■ **Challenge**:
Copy the records from the line containing "If you could place a marker on the sign" through the line containing "point(390, 183)", requests included. Scale every coordinate in the answers by 0.2 and round to whole numbers, halves up, while leaving the numbers in the requests unchanged.

(Records of labeled points)
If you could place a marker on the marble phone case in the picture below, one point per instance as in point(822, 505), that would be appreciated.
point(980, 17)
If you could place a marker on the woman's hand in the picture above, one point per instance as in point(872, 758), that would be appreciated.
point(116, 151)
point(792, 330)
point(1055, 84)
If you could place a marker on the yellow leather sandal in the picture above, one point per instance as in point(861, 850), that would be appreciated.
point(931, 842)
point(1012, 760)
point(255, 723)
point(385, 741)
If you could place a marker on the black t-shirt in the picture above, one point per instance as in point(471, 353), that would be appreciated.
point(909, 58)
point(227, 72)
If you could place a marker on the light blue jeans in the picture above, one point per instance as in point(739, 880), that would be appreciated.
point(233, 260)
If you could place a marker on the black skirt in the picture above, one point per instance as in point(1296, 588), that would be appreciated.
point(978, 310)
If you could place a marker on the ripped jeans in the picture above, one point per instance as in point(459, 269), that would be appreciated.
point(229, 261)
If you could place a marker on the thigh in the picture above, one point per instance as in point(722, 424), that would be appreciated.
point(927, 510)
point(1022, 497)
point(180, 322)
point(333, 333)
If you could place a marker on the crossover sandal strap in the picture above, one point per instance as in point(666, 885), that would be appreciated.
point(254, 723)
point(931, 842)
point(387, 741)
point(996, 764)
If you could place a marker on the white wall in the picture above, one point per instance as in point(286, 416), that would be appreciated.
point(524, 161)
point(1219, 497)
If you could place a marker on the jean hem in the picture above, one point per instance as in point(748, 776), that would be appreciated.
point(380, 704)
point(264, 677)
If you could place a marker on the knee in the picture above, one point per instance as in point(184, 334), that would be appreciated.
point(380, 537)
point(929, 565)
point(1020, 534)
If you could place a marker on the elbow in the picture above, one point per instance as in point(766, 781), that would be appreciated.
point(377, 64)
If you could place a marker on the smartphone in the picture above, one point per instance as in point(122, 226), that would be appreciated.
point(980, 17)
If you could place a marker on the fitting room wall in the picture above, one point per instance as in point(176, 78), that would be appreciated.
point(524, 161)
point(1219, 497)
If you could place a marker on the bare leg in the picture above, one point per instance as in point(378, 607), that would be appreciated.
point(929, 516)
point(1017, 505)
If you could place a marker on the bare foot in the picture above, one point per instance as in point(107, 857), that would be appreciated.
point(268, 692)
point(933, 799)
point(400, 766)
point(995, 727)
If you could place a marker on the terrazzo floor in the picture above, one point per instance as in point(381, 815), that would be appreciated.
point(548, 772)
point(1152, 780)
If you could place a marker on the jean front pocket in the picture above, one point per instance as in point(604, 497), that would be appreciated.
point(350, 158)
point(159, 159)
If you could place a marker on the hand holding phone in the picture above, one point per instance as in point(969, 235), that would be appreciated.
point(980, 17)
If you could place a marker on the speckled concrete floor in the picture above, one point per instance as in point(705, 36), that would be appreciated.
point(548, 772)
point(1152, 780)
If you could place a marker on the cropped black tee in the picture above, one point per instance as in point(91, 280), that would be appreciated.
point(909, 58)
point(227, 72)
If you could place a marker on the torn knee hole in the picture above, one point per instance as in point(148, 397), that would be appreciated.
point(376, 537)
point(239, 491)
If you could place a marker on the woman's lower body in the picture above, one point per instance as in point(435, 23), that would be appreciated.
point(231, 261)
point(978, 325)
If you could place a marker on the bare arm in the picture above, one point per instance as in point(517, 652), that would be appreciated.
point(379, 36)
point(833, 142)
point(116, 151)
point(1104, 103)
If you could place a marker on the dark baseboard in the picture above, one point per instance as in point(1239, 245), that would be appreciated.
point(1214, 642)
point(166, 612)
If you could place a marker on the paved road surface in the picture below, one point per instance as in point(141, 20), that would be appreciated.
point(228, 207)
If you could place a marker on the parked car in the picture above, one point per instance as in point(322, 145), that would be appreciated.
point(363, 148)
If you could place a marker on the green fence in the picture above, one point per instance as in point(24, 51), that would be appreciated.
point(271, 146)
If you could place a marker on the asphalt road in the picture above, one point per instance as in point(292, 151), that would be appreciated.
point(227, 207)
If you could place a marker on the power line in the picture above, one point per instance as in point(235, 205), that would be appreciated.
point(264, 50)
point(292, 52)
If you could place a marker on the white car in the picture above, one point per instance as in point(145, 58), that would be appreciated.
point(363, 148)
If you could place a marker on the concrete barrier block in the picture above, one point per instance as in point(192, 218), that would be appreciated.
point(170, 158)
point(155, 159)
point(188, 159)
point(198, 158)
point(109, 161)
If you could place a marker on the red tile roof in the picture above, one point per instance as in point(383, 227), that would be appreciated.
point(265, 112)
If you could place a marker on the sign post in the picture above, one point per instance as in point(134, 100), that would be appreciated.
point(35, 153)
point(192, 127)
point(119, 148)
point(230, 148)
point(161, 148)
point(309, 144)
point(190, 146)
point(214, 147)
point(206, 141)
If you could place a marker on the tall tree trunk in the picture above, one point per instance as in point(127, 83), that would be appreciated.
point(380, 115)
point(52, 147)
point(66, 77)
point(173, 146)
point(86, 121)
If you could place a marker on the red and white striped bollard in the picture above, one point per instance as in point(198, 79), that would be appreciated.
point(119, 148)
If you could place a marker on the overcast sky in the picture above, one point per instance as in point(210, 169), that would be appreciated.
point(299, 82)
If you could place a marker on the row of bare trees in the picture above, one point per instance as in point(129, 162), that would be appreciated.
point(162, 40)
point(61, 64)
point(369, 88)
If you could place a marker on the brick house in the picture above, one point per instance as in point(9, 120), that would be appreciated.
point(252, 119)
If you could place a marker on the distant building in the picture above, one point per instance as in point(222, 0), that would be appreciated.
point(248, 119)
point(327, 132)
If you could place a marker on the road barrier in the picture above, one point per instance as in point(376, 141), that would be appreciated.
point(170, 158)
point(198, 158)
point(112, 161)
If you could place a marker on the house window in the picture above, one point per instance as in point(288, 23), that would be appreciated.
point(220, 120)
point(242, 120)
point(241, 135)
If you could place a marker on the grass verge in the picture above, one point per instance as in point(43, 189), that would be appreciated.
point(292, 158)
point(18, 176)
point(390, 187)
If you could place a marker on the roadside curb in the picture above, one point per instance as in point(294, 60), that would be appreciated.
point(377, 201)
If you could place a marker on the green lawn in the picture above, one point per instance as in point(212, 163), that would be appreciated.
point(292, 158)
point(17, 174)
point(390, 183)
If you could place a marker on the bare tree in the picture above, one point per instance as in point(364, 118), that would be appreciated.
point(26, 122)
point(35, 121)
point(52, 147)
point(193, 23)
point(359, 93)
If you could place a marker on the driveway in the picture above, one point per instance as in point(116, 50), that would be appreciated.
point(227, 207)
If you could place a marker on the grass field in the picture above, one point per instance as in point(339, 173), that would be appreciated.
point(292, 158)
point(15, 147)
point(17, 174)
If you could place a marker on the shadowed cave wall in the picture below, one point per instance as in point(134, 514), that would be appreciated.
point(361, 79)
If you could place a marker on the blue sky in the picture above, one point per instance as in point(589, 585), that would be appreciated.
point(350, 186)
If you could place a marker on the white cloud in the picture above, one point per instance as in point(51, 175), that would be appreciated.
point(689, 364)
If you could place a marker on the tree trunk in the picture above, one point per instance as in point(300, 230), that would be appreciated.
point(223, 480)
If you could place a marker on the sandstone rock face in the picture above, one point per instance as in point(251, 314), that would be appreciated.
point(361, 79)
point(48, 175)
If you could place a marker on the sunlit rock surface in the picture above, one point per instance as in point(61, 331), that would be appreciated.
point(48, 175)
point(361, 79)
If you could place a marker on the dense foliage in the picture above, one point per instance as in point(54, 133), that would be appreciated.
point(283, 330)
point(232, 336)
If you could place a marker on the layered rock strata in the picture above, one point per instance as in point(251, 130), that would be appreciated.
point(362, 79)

■ **Task response**:
If you could place a marker on the sign post in the picture above, one point per instance as in point(134, 100), that would be appreciated.
point(7, 31)
point(38, 25)
point(24, 30)
point(46, 30)
point(32, 30)
point(62, 29)
point(38, 29)
point(43, 29)
point(41, 28)
If you could place a marker on the tall tree trunk in the picture above, one point per instance as in point(127, 83), that would be appreciated.
point(76, 23)
point(10, 29)
point(13, 15)
point(35, 29)
point(17, 24)
If you could place a marker on the red and white striped bollard in the picture above, one point per instance as in point(198, 79), that would be appreciated.
point(24, 30)
If you could place a marker on the overcast sky in the picture above, one point per instance as in point(210, 169), that would be appreciated.
point(60, 16)
If you could place a marker on the row of bare trees in the picture above, one point per instance as in point(129, 162), that would be appreciated.
point(32, 8)
point(12, 13)
point(74, 18)
If you could place a marker on the brick house in the picture above, one point per instance as in point(9, 120), that would be appreciated.
point(50, 24)
If you could place a marker on the distant building in the picture above, one point per instance as in point(222, 0), that would be appreciated.
point(50, 24)
point(65, 26)
If you could place a marker on the road barrier in the picture above, one point per instance as in point(376, 141), that would be appreciated.
point(34, 32)
point(40, 32)
point(22, 32)
If you could place a marker on the house window in the picture above, one point per instance as in point(288, 23), that would be appreciated.
point(44, 24)
point(48, 24)
point(48, 27)
If you could place a marker on the grass verge in the picture above, one point per instance as in point(43, 189), that would be appreciated.
point(58, 32)
point(4, 35)
point(78, 37)
If you could place a marker on the roadside curb in the picture above, one point per instance as in point(294, 60), that would be appreciated.
point(75, 40)
If you could place a marker on the green lawn in the picture above, one point per instance as in point(212, 163), that would be appreciated.
point(58, 32)
point(3, 35)
point(78, 37)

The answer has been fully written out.